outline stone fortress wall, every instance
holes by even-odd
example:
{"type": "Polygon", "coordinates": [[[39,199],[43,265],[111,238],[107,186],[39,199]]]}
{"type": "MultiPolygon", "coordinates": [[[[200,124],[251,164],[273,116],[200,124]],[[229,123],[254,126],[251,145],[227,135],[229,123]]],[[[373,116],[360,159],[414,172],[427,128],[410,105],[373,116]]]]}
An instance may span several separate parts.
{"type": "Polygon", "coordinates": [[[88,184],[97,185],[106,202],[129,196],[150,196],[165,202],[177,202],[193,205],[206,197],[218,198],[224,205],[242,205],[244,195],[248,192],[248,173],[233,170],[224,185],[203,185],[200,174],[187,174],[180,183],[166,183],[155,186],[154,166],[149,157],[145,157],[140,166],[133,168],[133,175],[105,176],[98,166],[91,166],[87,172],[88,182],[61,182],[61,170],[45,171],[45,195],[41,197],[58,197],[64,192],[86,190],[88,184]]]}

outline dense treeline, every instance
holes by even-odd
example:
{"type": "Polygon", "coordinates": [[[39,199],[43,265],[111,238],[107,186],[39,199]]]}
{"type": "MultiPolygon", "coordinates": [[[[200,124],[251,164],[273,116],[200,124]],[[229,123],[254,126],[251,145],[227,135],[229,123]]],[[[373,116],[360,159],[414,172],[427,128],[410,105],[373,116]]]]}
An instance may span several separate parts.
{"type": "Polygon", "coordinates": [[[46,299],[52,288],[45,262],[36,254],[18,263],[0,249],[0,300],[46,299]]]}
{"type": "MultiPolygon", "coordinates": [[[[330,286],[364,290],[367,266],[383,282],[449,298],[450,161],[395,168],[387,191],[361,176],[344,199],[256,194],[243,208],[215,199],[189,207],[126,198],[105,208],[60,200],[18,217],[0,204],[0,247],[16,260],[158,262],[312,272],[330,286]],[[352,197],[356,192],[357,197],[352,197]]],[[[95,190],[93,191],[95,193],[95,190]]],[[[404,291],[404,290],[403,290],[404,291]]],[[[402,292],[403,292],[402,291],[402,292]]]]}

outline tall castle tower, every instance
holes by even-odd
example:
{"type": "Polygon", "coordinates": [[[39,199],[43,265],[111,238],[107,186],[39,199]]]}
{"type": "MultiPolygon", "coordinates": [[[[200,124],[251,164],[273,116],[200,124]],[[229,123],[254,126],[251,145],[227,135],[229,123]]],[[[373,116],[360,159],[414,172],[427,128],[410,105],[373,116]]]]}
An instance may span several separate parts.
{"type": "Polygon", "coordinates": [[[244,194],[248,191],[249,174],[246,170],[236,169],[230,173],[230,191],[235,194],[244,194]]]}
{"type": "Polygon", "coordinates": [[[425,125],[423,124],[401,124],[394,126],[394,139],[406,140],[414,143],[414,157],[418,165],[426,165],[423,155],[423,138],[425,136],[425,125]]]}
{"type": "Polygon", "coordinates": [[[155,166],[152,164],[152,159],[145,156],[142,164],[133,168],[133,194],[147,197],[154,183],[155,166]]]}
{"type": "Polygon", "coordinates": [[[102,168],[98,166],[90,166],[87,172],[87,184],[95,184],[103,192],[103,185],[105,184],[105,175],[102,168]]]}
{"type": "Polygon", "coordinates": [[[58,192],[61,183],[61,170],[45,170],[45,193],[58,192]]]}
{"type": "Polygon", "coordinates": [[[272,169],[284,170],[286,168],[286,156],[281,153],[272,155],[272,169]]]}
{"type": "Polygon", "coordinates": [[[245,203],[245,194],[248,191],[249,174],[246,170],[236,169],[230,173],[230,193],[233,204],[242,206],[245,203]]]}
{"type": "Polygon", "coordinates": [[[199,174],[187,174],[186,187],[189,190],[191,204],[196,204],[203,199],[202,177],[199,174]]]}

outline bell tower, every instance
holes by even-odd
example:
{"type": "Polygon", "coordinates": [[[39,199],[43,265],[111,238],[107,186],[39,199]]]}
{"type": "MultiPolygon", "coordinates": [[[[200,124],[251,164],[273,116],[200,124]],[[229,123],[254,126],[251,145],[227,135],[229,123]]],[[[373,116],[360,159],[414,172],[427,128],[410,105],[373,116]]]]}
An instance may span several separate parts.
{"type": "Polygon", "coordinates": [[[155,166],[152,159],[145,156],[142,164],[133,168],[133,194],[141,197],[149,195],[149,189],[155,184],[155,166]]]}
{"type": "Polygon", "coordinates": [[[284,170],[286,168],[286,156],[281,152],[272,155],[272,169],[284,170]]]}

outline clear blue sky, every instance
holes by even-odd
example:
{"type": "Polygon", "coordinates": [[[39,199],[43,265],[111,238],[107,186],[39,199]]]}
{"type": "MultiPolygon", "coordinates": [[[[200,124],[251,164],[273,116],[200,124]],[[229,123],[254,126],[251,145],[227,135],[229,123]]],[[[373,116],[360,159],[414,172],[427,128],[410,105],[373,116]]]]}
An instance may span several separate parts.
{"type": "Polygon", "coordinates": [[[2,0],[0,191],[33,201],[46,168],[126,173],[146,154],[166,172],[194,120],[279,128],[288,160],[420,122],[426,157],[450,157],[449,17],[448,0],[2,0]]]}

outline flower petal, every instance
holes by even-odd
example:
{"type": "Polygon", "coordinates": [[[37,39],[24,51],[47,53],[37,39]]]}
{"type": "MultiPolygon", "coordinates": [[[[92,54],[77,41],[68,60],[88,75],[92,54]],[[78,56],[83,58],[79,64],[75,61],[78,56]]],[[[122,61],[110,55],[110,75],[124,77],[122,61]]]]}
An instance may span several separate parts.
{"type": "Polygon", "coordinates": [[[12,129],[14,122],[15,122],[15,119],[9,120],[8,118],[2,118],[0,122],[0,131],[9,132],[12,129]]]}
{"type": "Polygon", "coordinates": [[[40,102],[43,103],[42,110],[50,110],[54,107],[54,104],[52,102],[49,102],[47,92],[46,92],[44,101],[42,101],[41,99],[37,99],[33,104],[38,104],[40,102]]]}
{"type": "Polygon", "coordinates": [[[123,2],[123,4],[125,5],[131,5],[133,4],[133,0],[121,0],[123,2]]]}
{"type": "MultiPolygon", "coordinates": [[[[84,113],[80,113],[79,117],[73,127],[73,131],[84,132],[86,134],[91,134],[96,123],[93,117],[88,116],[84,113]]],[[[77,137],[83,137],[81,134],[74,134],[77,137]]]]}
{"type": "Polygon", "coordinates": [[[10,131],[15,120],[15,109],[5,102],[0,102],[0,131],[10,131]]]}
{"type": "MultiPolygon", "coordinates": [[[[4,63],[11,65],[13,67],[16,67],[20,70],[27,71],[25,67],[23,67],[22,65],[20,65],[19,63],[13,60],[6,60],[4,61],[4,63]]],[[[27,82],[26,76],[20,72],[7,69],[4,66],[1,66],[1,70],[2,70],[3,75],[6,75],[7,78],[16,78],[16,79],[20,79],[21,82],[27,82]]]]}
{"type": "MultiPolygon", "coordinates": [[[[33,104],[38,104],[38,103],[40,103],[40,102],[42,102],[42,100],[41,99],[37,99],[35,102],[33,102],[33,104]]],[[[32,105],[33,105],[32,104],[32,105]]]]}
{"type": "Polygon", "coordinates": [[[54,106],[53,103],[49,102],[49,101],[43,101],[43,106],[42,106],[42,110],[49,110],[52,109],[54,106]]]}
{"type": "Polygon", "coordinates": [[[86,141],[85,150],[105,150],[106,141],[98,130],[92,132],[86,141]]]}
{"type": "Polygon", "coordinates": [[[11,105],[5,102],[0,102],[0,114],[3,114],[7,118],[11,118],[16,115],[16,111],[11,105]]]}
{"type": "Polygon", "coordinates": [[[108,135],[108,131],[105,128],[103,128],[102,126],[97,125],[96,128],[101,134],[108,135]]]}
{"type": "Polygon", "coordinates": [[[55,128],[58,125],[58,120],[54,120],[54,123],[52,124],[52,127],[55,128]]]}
========================================================================
### WORK TO COMPLETE
Pull out each line of the listing that holds the string "every".

### EXPECTED ANSWER
outline stone fortress wall, every instance
outline dense treeline, every instance
outline tall castle tower, every instance
outline bell tower, every instance
outline clear blue sky, every instance
outline flower petal, every instance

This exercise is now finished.